▶ [Aufgabenstellung 1]: Schreibe aus dem Text zum Hamburger Cum-Ex-Skandal einen Abschnitt wörtlich ab. Setze bei den Worten „Das höchste deutsche“ ein und höre nach „erstatten lassen konnte.“ auf.
▶ [Aufgabenstellung 2]: Wie hoch war laut dem Text zum Hamburger Cum-Ex-Skandal der Betrag, dessen Einziehung durch den Fiskus die Warburg-Bank mit ihrer Verfassungsbeschwerde anfocht?

▶ [Lesetext]:
Hamburger Cum-Ex-Skandal: Reden ist Gold
Hamburgs Finanzsenator Dressel (SPD) quasselt sich durch den Untersuchungsausschuss im Steuerskandal. Warburg-Bank scheitert mit Verfassungsklage.
Wie Scholz wies auch Dressel darauf hin, dass dem Steuerzahler kein Schaden entstanden sei und jeder Steuercent eingetrieben werde. Dabei nutzte er die Gelegenheit, auf eine brandaktuelle Entscheidung des Bundesverfassungsgerichts aufmerksam zu machen. Das wies am Freitag eine Verfassungsbeschwerde der Hamburger Warburg-Bank gegen die Einziehung von 176 Millionen Euro durch den Fiskus wegen Steuerhinterziehung ab.
Das höchste deutsche Gericht erklärte die rückwirkende Einziehung des illegal erworbenen Geldes für zulässig, obwohl die Forderung nach früher geltendem Recht verjährt war. Wegen überragender Belange des Gemeinwohls sei die Rückwirkung ausnahmsweise zulässig und mit dem Grundgesetz vereinbar, begründeten die Karlsruher Richter ihre Entscheidung.
Bei den Cum-Ex-Geschäften ging es allein darum, sich auf Kosten des Steuerzahlers zu bereichern. Dazu wurden große Aktienpakete um den Dividendenstichtag herum mehrfach hin und her gehandelt, um zu verschleiern, wer Kapitalertragssteuer bezahlt hatte und sie sich erstatten lassen konnte.

▶ [Vorliegende Daten]:

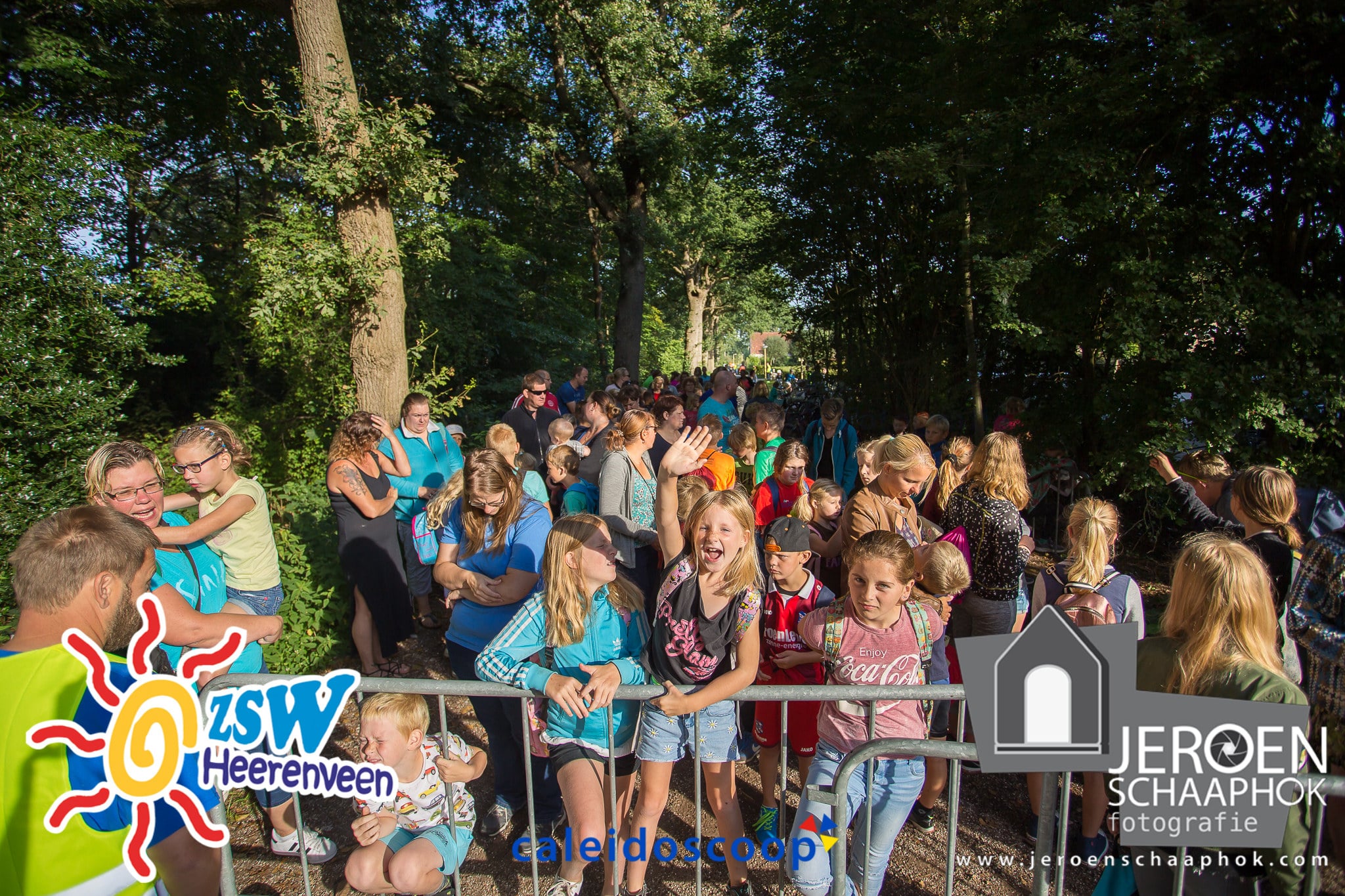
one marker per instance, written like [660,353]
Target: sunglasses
[195,468]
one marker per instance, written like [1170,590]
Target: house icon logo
[1051,692]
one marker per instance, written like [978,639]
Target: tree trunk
[630,301]
[596,258]
[978,413]
[365,219]
[697,293]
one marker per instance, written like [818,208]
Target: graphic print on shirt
[876,667]
[685,641]
[422,803]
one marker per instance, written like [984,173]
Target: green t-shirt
[766,461]
[1155,662]
[246,545]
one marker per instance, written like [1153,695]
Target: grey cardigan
[615,495]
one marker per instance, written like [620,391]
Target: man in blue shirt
[435,458]
[721,403]
[79,568]
[571,393]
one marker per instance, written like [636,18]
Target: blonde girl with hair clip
[1093,531]
[1266,501]
[821,508]
[590,630]
[1219,641]
[789,481]
[989,505]
[232,516]
[953,471]
[940,575]
[887,503]
[705,634]
[864,457]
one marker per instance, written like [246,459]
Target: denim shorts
[452,845]
[259,603]
[669,738]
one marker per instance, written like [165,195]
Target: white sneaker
[565,887]
[319,848]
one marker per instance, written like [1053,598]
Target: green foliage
[317,608]
[65,351]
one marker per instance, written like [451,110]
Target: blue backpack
[1320,511]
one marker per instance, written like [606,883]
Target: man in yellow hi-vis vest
[79,568]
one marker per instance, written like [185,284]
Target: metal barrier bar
[527,785]
[1046,834]
[695,777]
[835,796]
[1063,809]
[954,797]
[956,753]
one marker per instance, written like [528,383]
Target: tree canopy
[1128,214]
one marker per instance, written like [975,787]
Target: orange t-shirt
[764,505]
[721,469]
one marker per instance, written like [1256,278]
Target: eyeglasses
[195,468]
[121,496]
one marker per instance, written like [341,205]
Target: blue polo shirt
[567,394]
[474,625]
[432,467]
[198,575]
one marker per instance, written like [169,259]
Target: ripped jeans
[896,785]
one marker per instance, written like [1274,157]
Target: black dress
[372,559]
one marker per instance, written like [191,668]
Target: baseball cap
[786,535]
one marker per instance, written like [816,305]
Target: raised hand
[602,685]
[569,694]
[685,454]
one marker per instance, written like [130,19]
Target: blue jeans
[259,603]
[896,785]
[508,744]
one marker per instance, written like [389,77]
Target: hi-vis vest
[41,685]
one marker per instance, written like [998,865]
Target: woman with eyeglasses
[190,585]
[363,499]
[626,490]
[490,562]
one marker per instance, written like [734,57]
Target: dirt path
[994,809]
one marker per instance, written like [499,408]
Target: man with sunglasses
[552,400]
[530,418]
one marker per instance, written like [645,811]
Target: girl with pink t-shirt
[879,645]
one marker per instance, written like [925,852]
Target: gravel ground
[992,816]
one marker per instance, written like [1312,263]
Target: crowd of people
[666,532]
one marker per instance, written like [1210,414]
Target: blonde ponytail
[957,461]
[1093,531]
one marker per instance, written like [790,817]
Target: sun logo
[155,725]
[821,826]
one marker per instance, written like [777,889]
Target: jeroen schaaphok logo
[1185,770]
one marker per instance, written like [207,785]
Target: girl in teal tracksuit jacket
[588,629]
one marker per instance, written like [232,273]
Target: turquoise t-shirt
[201,582]
[725,412]
[474,625]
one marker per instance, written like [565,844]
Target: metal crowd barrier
[1051,843]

▶ [Lösung 1]:
Das höchste deutsche Gericht erklärte die rückwirkende Einziehung des illegal erworbenen Geldes für zulässig, obwohl die Forderung nach früher geltendem Recht verjährt war. Wegen überragender Belange des Gemeinwohls sei die Rückwirkung ausnahmsweise zulässig und mit dem Grundgesetz vereinbar, begründeten die Karlsruher Richter ihre Entscheidung.
Bei den Cum-Ex-Geschäften ging es allein darum, sich auf Kosten des Steuerzahlers zu bereichern. Dazu wurden große Aktienpakete um den Dividendenstichtag herum mehrfach hin und her gehandelt, um zu verschleiern, wer Kapitalertragssteuer bezahlt hatte und sie sich erstatten lassen konnte.

▶ [Lösung 2]: 176 Millionen Euro.